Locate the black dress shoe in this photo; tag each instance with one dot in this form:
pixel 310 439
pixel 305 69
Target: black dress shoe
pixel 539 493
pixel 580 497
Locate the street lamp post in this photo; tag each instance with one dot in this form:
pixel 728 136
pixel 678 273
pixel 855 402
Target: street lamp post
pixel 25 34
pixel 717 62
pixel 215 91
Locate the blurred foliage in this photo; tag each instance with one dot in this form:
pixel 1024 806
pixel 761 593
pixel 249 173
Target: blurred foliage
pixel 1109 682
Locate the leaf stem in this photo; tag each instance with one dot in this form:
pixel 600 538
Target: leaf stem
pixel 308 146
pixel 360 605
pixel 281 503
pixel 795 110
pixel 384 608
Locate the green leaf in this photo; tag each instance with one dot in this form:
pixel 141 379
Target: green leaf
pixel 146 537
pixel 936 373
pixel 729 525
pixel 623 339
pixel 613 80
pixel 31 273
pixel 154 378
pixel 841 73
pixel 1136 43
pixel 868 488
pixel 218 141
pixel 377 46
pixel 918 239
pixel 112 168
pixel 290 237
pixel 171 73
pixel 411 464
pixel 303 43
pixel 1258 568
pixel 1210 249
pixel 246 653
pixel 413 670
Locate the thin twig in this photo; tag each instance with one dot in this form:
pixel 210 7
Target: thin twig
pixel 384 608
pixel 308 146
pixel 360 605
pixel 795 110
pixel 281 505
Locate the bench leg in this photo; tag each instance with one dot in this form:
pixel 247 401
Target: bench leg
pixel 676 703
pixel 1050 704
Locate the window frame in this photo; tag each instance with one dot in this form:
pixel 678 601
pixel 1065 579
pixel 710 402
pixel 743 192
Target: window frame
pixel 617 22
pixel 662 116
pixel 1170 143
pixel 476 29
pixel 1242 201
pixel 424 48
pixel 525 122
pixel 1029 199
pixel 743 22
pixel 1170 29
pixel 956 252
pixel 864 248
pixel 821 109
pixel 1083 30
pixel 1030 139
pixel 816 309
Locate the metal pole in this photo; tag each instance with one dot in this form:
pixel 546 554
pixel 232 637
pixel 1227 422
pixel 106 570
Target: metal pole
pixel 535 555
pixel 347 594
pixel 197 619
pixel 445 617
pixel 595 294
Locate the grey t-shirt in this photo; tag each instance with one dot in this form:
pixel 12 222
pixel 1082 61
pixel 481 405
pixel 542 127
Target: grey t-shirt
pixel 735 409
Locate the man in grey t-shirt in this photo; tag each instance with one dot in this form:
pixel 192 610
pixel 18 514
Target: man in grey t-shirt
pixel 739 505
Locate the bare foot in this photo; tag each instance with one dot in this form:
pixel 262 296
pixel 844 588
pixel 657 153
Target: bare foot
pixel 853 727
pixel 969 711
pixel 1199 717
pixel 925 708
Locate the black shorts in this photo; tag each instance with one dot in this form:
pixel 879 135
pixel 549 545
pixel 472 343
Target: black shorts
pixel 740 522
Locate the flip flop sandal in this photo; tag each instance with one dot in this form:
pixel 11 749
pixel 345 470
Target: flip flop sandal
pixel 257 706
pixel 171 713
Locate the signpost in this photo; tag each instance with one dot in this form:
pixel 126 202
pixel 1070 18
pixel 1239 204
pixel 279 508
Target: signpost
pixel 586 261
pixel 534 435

━━━━━━━━━━━━━━━━━━━━━━━━━━━━━━

### [PROBLEM DESCRIPTION]
Recast the listing above as a JSON array of strings, with one string for each line and blank lines left out.

### [CORRECT RESPONSE]
[
  "Locate the black dress shoe in this photo; tag each instance with one dot in this form:",
  "pixel 310 439",
  "pixel 305 69",
  "Target: black dress shoe",
  "pixel 539 493",
  "pixel 580 497",
  "Locate the street lamp post in this photo; tag each instance with one dot in this form:",
  "pixel 728 136",
  "pixel 678 273",
  "pixel 855 402",
  "Target: street lamp post",
  "pixel 25 34",
  "pixel 717 62",
  "pixel 215 91",
  "Locate the blurred foliage in this photo; tag each instance with one dot in this form:",
  "pixel 1024 806",
  "pixel 761 593",
  "pixel 249 173",
  "Target: blurred foliage",
  "pixel 1109 682",
  "Locate the leaf stem in this photo; tag each instance with one dot in this form:",
  "pixel 600 538",
  "Target: leaf stem",
  "pixel 308 146",
  "pixel 360 605",
  "pixel 281 503",
  "pixel 795 110",
  "pixel 384 608",
  "Locate the green leaf in this photo; tag each instance with one dot in this form:",
  "pixel 141 379",
  "Target: green leaf",
  "pixel 146 537",
  "pixel 936 373",
  "pixel 729 525",
  "pixel 623 339",
  "pixel 613 80",
  "pixel 31 273",
  "pixel 154 378",
  "pixel 841 73",
  "pixel 1136 43",
  "pixel 868 488",
  "pixel 218 141",
  "pixel 377 46",
  "pixel 918 239",
  "pixel 112 168",
  "pixel 290 237",
  "pixel 171 73",
  "pixel 411 464",
  "pixel 303 43",
  "pixel 1258 568",
  "pixel 1210 249",
  "pixel 246 653",
  "pixel 413 670",
  "Locate the thin twig in this photo; tag each instance with one dot in this form:",
  "pixel 210 7",
  "Target: thin twig",
  "pixel 384 608",
  "pixel 308 146",
  "pixel 360 605",
  "pixel 795 110",
  "pixel 281 505",
  "Locate the bench leg in this photo; tag each instance with one dot in this form:",
  "pixel 247 401",
  "Target: bench leg",
  "pixel 676 703",
  "pixel 1050 704",
  "Locate the window frame in this photo; tag each instance with one dot in this form:",
  "pixel 678 601",
  "pixel 1065 579",
  "pixel 710 402",
  "pixel 743 192",
  "Target: window frame",
  "pixel 617 22",
  "pixel 662 116",
  "pixel 1170 143",
  "pixel 476 29",
  "pixel 1242 201",
  "pixel 424 48",
  "pixel 525 122",
  "pixel 1029 199",
  "pixel 743 22",
  "pixel 1170 29",
  "pixel 956 252",
  "pixel 864 248",
  "pixel 821 109",
  "pixel 1083 30",
  "pixel 1030 139",
  "pixel 816 309",
  "Locate the metal pole in this photo; tag each instance with one dot in this form:",
  "pixel 546 554",
  "pixel 232 637",
  "pixel 1227 422",
  "pixel 106 570",
  "Target: metal pole",
  "pixel 535 555",
  "pixel 347 594",
  "pixel 197 619",
  "pixel 445 617",
  "pixel 595 294",
  "Locate the grey t-shirt in this photo; tag each instance with one dot in this form:",
  "pixel 12 222",
  "pixel 1082 61",
  "pixel 481 405",
  "pixel 542 127",
  "Target: grey t-shirt",
  "pixel 735 409",
  "Locate the man in grey t-shirt in this photo; tag each instance with one dot in this form:",
  "pixel 192 610",
  "pixel 18 514",
  "Target: man in grey t-shirt",
  "pixel 739 505",
  "Locate the bare foot in this photo; tag each instance with one dot in this form:",
  "pixel 262 296",
  "pixel 844 588",
  "pixel 657 153",
  "Target: bare foot",
  "pixel 853 727",
  "pixel 969 711",
  "pixel 1199 717",
  "pixel 925 708",
  "Locate the black shorts in this photo; tag each instance with one dot in this form:",
  "pixel 879 135",
  "pixel 549 545",
  "pixel 472 343",
  "Target: black shorts",
  "pixel 740 522",
  "Locate the flip flop sandal in this photo; tag each instance with one dot in this form:",
  "pixel 11 749",
  "pixel 345 470",
  "Target: flip flop sandal",
  "pixel 257 706",
  "pixel 171 713",
  "Locate the signpost in this photo; tag each instance with one dot in this form:",
  "pixel 126 202",
  "pixel 1070 18",
  "pixel 1239 204",
  "pixel 279 508",
  "Target: signpost",
  "pixel 586 261",
  "pixel 534 435"
]